• **Source text**
* * * * *
8/20/2020

Finding a Canon

There's an ongoing conversation in the genre world on the subject of canons. Sarah Gailey is running an excellent series called 'Personal Canons' on their substack, and this was meant to be a submission to it, but I forgot about the deadline and missed it. So here you are.

I read reasonably often but inconsistently for a long time. And then in 2017 and 2018, I became a heavy reader. And now I have five books going at any one time. Last year I read 99 books, and this year I'm set to finish more then 120.

The process of becoming a frequent reader means that part of what I've done over the last few years is find a canon. A point someone on Twitter made was that everyone entered genre fiction through a different door. That if we all have a personal canon, then there is no one canon. There are thousands.

Mine started with Daniel Abraham's Long Price Quartet. The first book, the first time I read it, was a little slow, but interesting enough that I wanted to continue with the series. The second book I devoured, then the third book, and then the fourth book, and then the epilogue for the fourth book brought me to tears.

(I reread the series sometime after. Cried again at the epilogue. I reread it a second time earlier this year. I've slowed down as a reader, and become more attentive, and so I was able to enjoy the first book as if afresh, and noticed details in the others that I hadn't the first time around. And yes, I cried again.)
* * * * *
• **Supplied material**
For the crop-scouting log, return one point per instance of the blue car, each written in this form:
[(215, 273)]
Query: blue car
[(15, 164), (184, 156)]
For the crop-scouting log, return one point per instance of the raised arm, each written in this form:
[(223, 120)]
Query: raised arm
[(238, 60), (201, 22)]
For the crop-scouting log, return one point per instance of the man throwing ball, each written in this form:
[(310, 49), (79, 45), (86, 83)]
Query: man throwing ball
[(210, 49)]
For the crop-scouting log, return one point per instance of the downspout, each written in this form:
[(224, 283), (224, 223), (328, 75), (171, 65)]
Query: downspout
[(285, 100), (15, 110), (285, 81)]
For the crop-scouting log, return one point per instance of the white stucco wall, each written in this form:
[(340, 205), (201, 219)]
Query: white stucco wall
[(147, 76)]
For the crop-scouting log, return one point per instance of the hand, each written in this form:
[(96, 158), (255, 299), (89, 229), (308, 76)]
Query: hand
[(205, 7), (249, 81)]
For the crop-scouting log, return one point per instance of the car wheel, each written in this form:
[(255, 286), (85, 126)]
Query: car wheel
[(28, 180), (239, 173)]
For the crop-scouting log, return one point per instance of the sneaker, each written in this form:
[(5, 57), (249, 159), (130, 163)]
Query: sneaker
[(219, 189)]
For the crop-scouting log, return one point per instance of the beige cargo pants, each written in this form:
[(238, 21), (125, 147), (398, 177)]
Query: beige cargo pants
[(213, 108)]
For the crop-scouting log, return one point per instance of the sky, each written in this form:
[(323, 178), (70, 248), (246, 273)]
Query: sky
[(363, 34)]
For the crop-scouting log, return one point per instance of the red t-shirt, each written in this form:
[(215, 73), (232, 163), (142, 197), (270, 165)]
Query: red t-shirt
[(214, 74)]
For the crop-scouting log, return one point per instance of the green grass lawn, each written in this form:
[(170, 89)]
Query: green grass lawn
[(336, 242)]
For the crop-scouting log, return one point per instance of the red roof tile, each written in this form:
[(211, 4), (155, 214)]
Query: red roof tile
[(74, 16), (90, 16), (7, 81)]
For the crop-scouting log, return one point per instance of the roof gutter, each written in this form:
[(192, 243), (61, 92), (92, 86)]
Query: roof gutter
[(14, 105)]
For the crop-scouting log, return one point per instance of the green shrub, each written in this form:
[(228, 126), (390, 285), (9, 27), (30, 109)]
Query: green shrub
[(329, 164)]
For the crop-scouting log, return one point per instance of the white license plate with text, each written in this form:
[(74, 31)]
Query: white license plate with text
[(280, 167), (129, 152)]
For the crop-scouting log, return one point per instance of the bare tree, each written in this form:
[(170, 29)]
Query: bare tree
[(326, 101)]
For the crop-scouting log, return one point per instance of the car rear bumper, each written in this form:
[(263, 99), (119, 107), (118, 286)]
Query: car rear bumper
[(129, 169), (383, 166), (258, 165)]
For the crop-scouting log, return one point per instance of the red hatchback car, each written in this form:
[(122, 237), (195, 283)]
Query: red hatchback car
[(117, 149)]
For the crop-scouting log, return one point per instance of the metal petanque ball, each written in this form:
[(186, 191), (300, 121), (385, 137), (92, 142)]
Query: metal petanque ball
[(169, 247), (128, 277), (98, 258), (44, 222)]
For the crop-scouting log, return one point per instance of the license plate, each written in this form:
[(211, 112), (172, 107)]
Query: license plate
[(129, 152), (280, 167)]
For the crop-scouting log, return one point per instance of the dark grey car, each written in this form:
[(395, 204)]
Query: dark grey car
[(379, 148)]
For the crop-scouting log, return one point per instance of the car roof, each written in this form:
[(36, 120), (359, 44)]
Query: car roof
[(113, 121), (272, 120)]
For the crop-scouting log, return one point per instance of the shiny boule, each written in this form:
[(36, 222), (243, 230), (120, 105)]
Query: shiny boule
* * * * *
• **Required work**
- 1) According to the post on finding a canon, how many books did the writer read last year?
- 2) Reproduce word for word the passage of the post on finding a canon starting at "Finding a Canon" and ending at "There are thousands.".
The material has no connection to the post on finding a canon.

• **Solution set**
- 1) 99 books.

- 2)
Finding a Canon

There's an ongoing conversation in the genre world on the subject of canons. Sarah Gailey is running an excellent series called 'Personal Canons' on their substack, and this was meant to be a submission to it, but I forgot about the deadline and missed it. So here you are.

I read reasonably often but inconsistently for a long time. And then in 2017 and 2018, I became a heavy reader. And now I have five books going at any one time. Last year I read 99 books, and this year I'm set to finish more then 120.

The process of becoming a frequent reader means that part of what I've done over the last few years is find a canon. A point someone on Twitter made was that everyone entered genre fiction through a different door. That if we all have a personal canon, then there is no one canon. There are thousands.